Locate every line in the items below that contains the word "each", and copy those lines in full.

== == ==

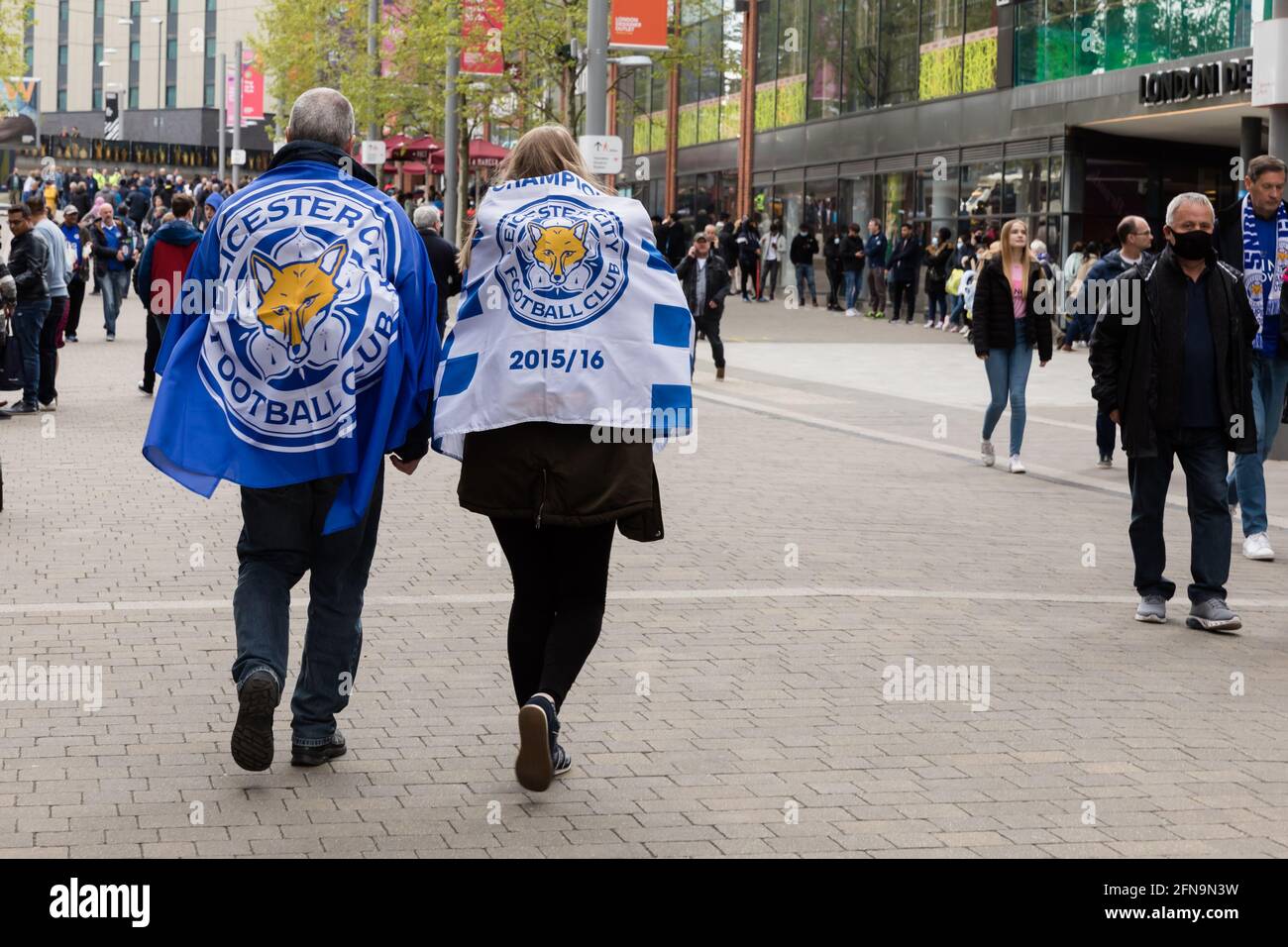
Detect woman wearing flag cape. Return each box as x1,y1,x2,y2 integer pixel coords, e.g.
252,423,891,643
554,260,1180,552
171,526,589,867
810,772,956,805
434,125,693,791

== == ==

Completed exercise
Detect woman wearing flag cape. Return each box as x1,y1,x2,y2 integer pixel coords, e.g.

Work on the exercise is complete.